Dataset excerpt:
________________

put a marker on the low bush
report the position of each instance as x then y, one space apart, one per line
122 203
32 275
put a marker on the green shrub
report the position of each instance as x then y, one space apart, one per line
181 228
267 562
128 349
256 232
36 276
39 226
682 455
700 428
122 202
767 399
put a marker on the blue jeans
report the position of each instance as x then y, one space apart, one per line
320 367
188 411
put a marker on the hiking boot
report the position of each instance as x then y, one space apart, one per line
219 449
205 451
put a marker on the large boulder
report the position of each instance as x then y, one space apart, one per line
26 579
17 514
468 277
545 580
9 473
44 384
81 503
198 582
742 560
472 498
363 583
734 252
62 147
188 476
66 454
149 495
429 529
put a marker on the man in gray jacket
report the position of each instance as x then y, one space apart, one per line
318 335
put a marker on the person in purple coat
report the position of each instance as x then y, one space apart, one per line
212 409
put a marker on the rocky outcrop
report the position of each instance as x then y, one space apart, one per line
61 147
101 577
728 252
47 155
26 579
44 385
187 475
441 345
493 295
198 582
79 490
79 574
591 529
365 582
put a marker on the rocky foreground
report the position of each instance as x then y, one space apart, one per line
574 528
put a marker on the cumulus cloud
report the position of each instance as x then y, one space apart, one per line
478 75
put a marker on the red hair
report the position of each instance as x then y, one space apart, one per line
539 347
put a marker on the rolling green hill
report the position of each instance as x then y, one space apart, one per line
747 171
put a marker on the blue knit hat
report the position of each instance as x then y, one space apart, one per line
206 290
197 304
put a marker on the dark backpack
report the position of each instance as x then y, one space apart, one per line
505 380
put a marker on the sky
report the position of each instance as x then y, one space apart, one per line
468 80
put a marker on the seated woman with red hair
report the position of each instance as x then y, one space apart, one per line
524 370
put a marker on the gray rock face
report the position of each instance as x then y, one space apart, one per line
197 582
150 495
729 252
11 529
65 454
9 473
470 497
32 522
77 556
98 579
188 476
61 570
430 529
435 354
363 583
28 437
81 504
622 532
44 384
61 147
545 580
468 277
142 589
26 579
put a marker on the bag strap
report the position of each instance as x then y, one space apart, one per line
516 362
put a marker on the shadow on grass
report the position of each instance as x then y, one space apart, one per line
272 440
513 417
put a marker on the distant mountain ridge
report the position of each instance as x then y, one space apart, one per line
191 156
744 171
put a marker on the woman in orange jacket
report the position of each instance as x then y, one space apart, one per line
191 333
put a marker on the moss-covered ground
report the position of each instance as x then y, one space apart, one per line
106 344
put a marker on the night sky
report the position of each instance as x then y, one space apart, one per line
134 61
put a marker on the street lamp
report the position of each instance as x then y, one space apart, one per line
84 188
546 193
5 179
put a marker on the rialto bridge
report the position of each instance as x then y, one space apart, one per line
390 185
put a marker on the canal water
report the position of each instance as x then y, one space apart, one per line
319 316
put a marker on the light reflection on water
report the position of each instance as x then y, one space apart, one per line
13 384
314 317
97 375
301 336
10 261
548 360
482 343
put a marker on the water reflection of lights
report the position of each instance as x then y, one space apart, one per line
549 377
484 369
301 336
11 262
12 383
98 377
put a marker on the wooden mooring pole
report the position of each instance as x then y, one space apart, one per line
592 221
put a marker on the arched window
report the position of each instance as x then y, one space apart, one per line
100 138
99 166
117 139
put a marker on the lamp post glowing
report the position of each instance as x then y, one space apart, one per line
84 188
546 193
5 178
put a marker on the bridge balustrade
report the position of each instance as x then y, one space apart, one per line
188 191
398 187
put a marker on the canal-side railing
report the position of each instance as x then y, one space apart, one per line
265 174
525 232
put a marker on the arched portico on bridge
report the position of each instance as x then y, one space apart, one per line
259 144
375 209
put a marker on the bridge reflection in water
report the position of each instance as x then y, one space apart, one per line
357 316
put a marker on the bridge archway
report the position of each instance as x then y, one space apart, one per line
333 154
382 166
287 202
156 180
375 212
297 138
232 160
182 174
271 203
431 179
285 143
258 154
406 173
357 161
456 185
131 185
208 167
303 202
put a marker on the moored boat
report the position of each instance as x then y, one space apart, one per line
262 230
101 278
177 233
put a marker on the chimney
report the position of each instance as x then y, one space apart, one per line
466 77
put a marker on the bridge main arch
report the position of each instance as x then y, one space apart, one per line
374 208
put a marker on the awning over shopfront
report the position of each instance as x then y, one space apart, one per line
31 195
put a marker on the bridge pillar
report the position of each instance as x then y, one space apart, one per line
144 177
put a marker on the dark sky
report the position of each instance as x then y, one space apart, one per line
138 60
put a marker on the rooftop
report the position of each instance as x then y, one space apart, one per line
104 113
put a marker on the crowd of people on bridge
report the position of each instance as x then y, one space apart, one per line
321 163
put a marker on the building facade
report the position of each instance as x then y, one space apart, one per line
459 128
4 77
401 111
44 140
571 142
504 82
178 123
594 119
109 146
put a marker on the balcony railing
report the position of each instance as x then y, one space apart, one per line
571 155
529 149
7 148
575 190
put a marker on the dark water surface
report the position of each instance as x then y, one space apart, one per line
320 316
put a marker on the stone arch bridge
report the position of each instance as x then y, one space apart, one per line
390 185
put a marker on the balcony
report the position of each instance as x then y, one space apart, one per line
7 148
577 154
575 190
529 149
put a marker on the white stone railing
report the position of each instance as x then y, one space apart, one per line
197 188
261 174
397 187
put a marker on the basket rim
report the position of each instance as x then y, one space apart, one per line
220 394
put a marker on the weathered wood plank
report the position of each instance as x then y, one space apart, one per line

________________

* **Written instruction**
Copy every entry above word for word, with nothing left out.

* **Response**
put a marker on the low bush
report the position of each instance as x then y, one space apart, one per line
122 203
32 275
put a marker on the green shrub
report the position of each instance as x then y, one space apart, one per line
181 228
267 562
128 349
256 232
36 276
39 226
682 455
700 428
122 202
767 399
put a marker on the blue jeans
report the position of each instance as x then y, one space apart, one per line
320 367
188 411
put a marker on the hiking boot
report the position of each instance as x then y, one space apart, one per line
219 449
205 451
put a marker on the large boulder
report the position of each instance as x then y, one space apart, one per line
26 579
17 514
468 277
545 580
9 473
44 384
81 503
198 582
742 560
472 498
363 583
734 252
62 147
188 476
66 454
149 495
429 529
put a marker on the man in gray jacket
report the position of each instance as x then y, one space apart, one per line
318 335
put a marker on the person in purple coat
report the position of each instance as x then y, one space apart, one per line
212 409
put a marker on the rocky outcrop
report the position of each instance as x then y, one space apart, one per line
61 147
101 577
728 252
47 155
26 579
44 385
187 475
441 345
493 295
198 582
79 490
79 574
591 529
365 582
put a marker on the rocky foreground
report the position of each instance as x then y, one space apart, one per line
574 528
put a marker on the cumulus cloud
report the position of each instance as x then y, one space apart, one per line
478 75
put a marker on the red hair
report the position of each instance as x then y, one space apart, one per line
539 347
put a marker on the rolling green hill
report the position of each instance as x then y, one space apart, one per line
747 171
put a marker on the blue knit hat
report the position of each instance as x then y, one space apart, one per line
206 290
197 304
put a marker on the dark backpack
report the position of each instance as x then y, one space apart, one per line
505 380
put a marker on the sky
report the position of each instance as x then y, one space apart, one per line
468 80
put a marker on the seated woman with red hair
report the position of each instance as x then y, one space apart, one per line
524 370
put a marker on the gray rock face
report the position of each instance as x then y, one space apart, one per line
197 582
150 495
729 252
11 529
65 454
9 473
470 497
32 522
77 556
98 579
188 476
61 570
430 529
435 354
363 583
28 437
81 504
622 532
44 384
61 147
545 580
468 277
142 589
26 579
put a marker on the bag strap
report the position of each instance as x then y, one space apart, one per line
516 362
put a marker on the shadow on grass
report the position of each instance as x then y, one space apart, one per line
272 440
513 417
put a marker on the distant mountain ridge
report the position of each instance as x then y, one space apart, one per line
191 156
744 171
put a marker on the woman in orange jacket
report the position of each instance as x then y, one space apart, one per line
191 333
put a marker on the moss-covered ground
report the position of each instance as x then y, one space apart, one per line
106 344
put a marker on the night sky
report the position of each instance as x then y, one space apart, one per line
134 61
put a marker on the street lamp
report the position of each instance as x then y, one space apart, one per line
84 188
546 193
5 179
put a marker on the rialto bridge
report the position of each instance as x then y, one space apart, one per line
390 185
put a marker on the canal water
report the position of each instance as x then y, one space apart, one per line
319 316
put a marker on the light reflection on water
report the position of each instance as x then y, one space apart, one per line
13 384
314 317
97 375
301 336
10 261
548 360
482 343
put a marker on the water reflection of lights
report the position of each instance as x then y, one space apart, one per line
549 377
484 369
301 336
11 262
12 383
98 377
put a marker on the wooden mooring pole
report the position of each instance as x then y, one space apart, one per line
592 221
put a marker on the arched window
report the position of each instance as x then y, one space apart, one per line
100 138
99 166
117 139
put a marker on the lamp post glowing
report the position of each instance as x then y, one space apart, one per line
84 188
546 193
5 178
put a marker on the bridge balustrade
report the position of each instance as x then y, one space apart, one per line
188 191
398 187
put a marker on the canal-side railing
report the position of each instance as x then y, one space apart, one per line
265 174
525 232
put a marker on the arched portico on bridge
report the position of each instance as x then y, one space apart, one per line
259 144
375 209
put a marker on the bridge reflection in water
report the position of each instance as x then y, one space apart, one per line
357 316
put a marker on the bridge archway
report the position of each instance as x then y, one space apart, one per line
333 154
382 166
287 202
156 180
375 212
297 138
232 160
182 174
271 203
431 179
285 143
258 154
406 173
357 161
456 185
131 185
208 167
303 202
put a marker on the moored boat
report the position of each instance as x then y, one space apart, one per line
262 230
101 278
177 233
put a marker on the chimney
report the position of each instance as x then y, one space apart, one per line
466 77
put a marker on the bridge main arch
report the position of each instance as x then y, one space apart, one per line
374 208
put a marker on the awning over shopfront
report the position of each instance as x then y, one space apart, one per line
31 195
put a marker on the bridge pillar
report the position of each instance as x then y, one space apart, one per line
144 177
put a marker on the dark sky
report the position of each instance as x then y, one space apart, one per line
138 60
put a marker on the rooftop
report the position of each instance as x then y, one space apart, one per line
104 113
put a marker on the crowd of people on bridge
report the position of each instance as x then y, one space apart, one per line
321 163
put a marker on the building facade
report the position of each instance as x then y, one space apart, one per line
459 128
4 77
401 111
44 140
571 142
504 82
178 123
594 119
109 146
put a marker on the balcony railing
report the position of each instance as x then y, one space apart, one per line
571 155
529 149
7 148
575 190
put a marker on the dark water surface
report the position of each instance as x then y, one space apart, one per line
320 316
put a marker on the stone arch bridge
report the position of each instance as x then y, one space apart, one per line
390 185
put a marker on the balcony
report the position of each instance as x then y, one space apart, one per line
7 148
577 154
575 190
529 149
put a marker on the white stone railing
report the position of each instance as x then y, one space apart, one per line
197 188
261 174
397 187
put a marker on the basket rim
report the position of each instance as x then y, one space apart, one per line
220 394
put a marker on the weathered wood plank
report the position of each instance as x then y, one space apart, one per line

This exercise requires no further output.